DESCRIPTION OF THE TASK:
Repeat the records. Leave nothing out.
<<<<
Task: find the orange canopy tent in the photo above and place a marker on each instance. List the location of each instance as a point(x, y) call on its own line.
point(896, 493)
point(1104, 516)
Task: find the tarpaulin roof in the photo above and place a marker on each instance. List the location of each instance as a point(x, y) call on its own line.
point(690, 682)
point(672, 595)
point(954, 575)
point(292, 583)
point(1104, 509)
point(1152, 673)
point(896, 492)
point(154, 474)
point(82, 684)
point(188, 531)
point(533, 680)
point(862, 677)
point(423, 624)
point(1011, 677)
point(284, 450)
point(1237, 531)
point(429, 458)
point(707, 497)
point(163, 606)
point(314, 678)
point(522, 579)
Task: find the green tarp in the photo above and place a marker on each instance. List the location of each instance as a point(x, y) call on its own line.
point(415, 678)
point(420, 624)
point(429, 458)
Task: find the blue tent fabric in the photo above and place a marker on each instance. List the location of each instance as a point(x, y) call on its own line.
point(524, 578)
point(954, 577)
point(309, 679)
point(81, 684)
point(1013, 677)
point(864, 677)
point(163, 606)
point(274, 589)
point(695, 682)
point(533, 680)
>>>>
ANSWER TO THE EXERCISE:
Task: find the orange canopy tent in the photo above and place a marker on each instance. List the location of each instance as a point(x, y) call on its own line.
point(896, 493)
point(1104, 516)
Task: find the tarpaulin roof in the photo above and place a marker on each instance. List the location of each instance as a point(x, y) call on its own line.
point(690, 682)
point(672, 595)
point(954, 575)
point(292, 583)
point(1104, 509)
point(1152, 673)
point(896, 492)
point(154, 474)
point(82, 684)
point(188, 531)
point(533, 680)
point(862, 677)
point(423, 624)
point(1011, 677)
point(284, 450)
point(1237, 531)
point(429, 458)
point(707, 497)
point(163, 606)
point(314, 678)
point(522, 579)
Task: find the green tarp in the photo above and place a marker on each instance. List the location of each instance as a point(x, y) call on its own line.
point(415, 678)
point(420, 624)
point(429, 458)
Task: find the blue tent fabric in the photo above and place a marker on each instance. List the location of each instance as a point(x, y) call on its own line.
point(524, 578)
point(954, 577)
point(309, 679)
point(81, 684)
point(1013, 677)
point(864, 677)
point(163, 606)
point(274, 589)
point(695, 682)
point(533, 680)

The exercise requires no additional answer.